In the future, we are also considering Megacorp Gestalt Empires, for your corporate drone needs, but whether we will have time to do that for 4.0 or later remains to be seen.

Corporate Branch Office Updates

For Branch Offices, we have a plethora of improvements ready for your enjoyment, courtesy of our ever industrious Mr.Cosmogone.

Branch office buildings are now all limited to 1 per planet and now give more appropriate jobs to the host planet. They also increase local trade production based on those jobs and their corporate resource output is in turn increased by local trade.

Most Corporate Civics now also give bonuses to a specific branch office building, increasing its trade value bonus and receiving Merchant jobs on their Capital from it.

Numerous changes have been made to Criminal Syndicates:

  • Criminal Empires can now establish commercial pacts. Having a commercial pact with a Criminal Empire will replace all criminal buildings with their "lawful" counterpart. As long as the commercial pact remains, criminal branch offices will not be removed from the planet.
* * * * *
▶ **QUESTIONS ON THE MATERIAL**:
1) Say whether each statement agrees with the update notes, answering yes or no and quoting the deciding words: (a) each planet may host only one branch office building; (b) Megacorp Gestalt Empires are confirmed for version 4.0; (c) a commercial pact with a Criminal Empire replaces criminal buildings with their lawful counterparts.
2) Duplicate the passage of the update notes starting at "Most Corporate Civics" and ending at "Capital from it.".
The records are separate material, independent of the update notes.

▶ **Records drawn from a dataset**:
* * * * *
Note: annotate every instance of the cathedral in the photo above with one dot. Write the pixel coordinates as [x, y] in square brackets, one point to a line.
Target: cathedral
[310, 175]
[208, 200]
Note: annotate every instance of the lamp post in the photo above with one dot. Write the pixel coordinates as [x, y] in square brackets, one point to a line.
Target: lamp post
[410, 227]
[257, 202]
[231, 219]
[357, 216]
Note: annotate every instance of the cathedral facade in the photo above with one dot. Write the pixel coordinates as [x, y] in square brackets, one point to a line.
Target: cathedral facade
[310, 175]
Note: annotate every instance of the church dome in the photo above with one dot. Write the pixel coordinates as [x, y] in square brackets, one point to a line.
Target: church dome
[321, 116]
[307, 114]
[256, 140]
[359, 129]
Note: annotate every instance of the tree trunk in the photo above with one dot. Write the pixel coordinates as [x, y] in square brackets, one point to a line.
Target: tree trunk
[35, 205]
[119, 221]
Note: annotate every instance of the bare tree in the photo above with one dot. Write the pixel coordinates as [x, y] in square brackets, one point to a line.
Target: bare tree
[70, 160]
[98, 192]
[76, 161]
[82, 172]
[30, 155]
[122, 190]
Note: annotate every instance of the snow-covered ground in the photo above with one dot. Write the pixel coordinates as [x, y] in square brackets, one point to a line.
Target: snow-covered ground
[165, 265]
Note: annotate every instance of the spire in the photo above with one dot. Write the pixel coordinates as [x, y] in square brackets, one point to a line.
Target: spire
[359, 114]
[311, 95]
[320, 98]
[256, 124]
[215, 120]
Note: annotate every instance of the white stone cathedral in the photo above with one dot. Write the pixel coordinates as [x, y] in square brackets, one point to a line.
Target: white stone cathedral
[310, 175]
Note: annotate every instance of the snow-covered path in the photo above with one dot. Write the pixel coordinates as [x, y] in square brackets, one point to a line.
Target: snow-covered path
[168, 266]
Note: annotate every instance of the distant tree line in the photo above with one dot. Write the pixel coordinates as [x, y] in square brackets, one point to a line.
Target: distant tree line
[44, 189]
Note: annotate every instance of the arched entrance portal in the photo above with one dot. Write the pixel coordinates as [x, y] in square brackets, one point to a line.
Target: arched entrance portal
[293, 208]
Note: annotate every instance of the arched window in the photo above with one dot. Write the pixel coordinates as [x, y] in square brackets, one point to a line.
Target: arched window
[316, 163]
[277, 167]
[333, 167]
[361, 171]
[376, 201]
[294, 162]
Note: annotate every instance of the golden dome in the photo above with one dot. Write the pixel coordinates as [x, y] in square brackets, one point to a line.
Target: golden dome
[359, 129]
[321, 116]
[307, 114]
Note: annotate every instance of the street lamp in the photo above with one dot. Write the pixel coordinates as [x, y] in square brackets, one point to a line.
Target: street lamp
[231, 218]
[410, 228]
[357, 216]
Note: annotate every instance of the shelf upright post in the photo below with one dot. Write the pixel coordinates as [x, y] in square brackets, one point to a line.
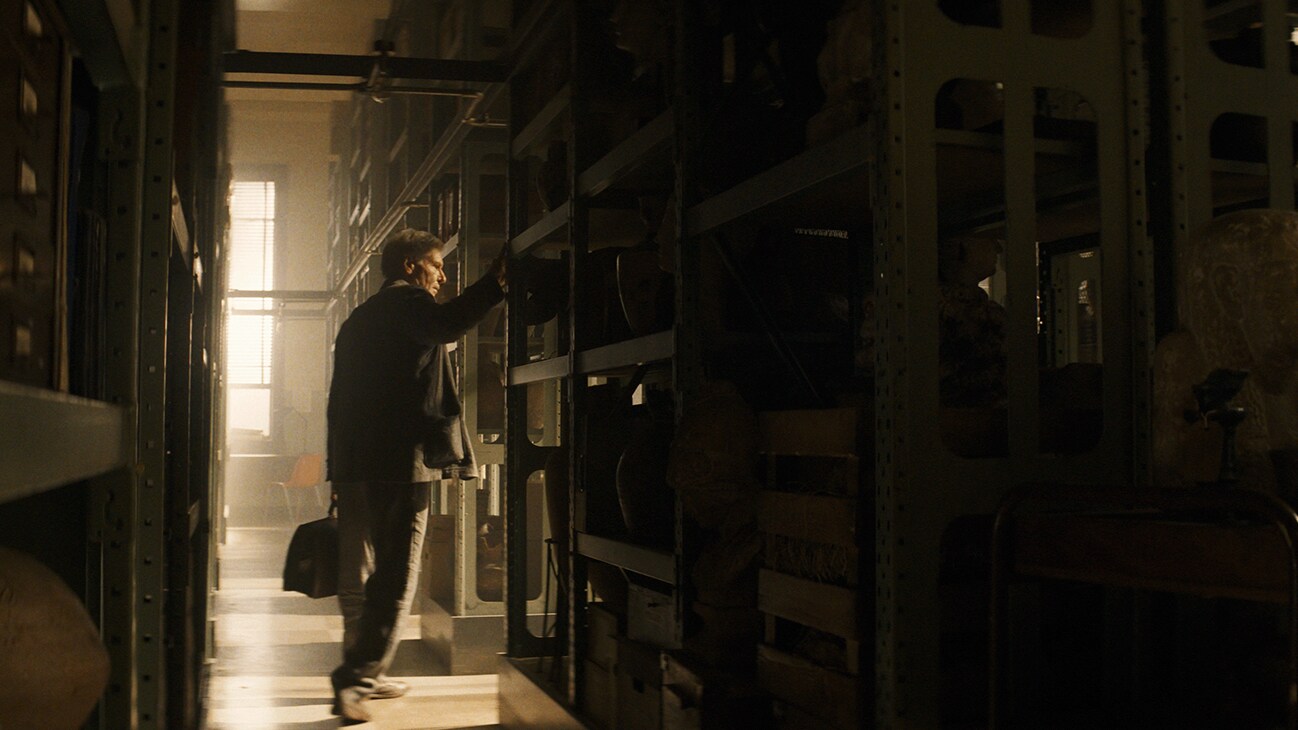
* * * * *
▶ **YOUR RESPONSES**:
1)
(a) Yes: "Branch office buildings are now all limited to 1 per planet"
(b) No: "but whether we will have time to do that for 4.0 or later remains to be seen."
(c) Yes: "Having a commercial pact with a Criminal Empire will replace all criminal buildings with their "lawful" counterpart."

2)
Most Corporate Civics now also give bonuses to a specific branch office building, increasing its trade value bonus and receiving Merchant jobs on their Capital from it.